**WHAT YOU HAVE TO DO**
Restate the data below, keeping every line the same.

Text-to-region grounding data

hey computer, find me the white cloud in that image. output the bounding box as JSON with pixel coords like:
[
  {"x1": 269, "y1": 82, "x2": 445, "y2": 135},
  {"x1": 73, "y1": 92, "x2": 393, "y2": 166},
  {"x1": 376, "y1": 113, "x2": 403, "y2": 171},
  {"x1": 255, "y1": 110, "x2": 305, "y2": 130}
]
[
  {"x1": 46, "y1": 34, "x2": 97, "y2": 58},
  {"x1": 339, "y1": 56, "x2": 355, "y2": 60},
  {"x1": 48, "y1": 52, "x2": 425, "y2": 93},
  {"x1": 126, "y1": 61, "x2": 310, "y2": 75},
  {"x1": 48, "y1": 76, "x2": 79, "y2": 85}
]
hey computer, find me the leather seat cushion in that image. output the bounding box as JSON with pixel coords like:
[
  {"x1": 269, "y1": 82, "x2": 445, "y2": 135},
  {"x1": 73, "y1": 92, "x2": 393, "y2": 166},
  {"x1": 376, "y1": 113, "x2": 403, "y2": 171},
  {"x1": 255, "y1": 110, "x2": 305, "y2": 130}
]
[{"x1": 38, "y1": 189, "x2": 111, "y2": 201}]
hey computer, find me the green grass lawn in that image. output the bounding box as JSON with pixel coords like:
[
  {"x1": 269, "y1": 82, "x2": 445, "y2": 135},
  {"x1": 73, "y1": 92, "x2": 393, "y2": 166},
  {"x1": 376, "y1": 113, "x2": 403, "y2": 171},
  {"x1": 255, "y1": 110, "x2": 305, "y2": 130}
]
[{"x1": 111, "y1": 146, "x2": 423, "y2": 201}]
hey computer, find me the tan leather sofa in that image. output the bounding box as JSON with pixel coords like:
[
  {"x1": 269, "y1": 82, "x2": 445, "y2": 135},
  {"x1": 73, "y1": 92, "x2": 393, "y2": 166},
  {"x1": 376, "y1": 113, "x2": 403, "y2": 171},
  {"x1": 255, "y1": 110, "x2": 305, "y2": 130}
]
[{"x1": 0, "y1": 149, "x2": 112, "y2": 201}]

**WRITTEN RESPONSE**
hey computer, find me the white cloud in that image. output the bounding box as JSON with pixel coords like:
[
  {"x1": 269, "y1": 82, "x2": 445, "y2": 135},
  {"x1": 73, "y1": 92, "x2": 393, "y2": 166},
  {"x1": 376, "y1": 113, "x2": 403, "y2": 171},
  {"x1": 255, "y1": 110, "x2": 305, "y2": 130}
]
[
  {"x1": 46, "y1": 34, "x2": 97, "y2": 58},
  {"x1": 339, "y1": 56, "x2": 355, "y2": 60},
  {"x1": 48, "y1": 52, "x2": 425, "y2": 93},
  {"x1": 126, "y1": 61, "x2": 310, "y2": 75},
  {"x1": 48, "y1": 76, "x2": 79, "y2": 85}
]
hey computer, find me the leather seat cushion in that image. output the bounding box as JSON with pixel coords like:
[
  {"x1": 269, "y1": 82, "x2": 445, "y2": 135},
  {"x1": 73, "y1": 92, "x2": 393, "y2": 166},
  {"x1": 376, "y1": 113, "x2": 403, "y2": 171},
  {"x1": 255, "y1": 110, "x2": 305, "y2": 130}
]
[{"x1": 38, "y1": 189, "x2": 111, "y2": 201}]
hey computer, find me the green grass lawn in that image. output the bounding box as JSON with pixel coords like:
[
  {"x1": 269, "y1": 82, "x2": 445, "y2": 135},
  {"x1": 73, "y1": 92, "x2": 393, "y2": 166},
  {"x1": 376, "y1": 113, "x2": 403, "y2": 171},
  {"x1": 255, "y1": 110, "x2": 305, "y2": 130}
]
[{"x1": 111, "y1": 146, "x2": 423, "y2": 201}]
hey computer, find me the tan leather sofa in that image. output the bounding box as JSON with pixel coords like:
[
  {"x1": 269, "y1": 82, "x2": 445, "y2": 135},
  {"x1": 73, "y1": 92, "x2": 393, "y2": 166},
  {"x1": 376, "y1": 113, "x2": 403, "y2": 171},
  {"x1": 255, "y1": 110, "x2": 305, "y2": 130}
]
[{"x1": 0, "y1": 149, "x2": 112, "y2": 201}]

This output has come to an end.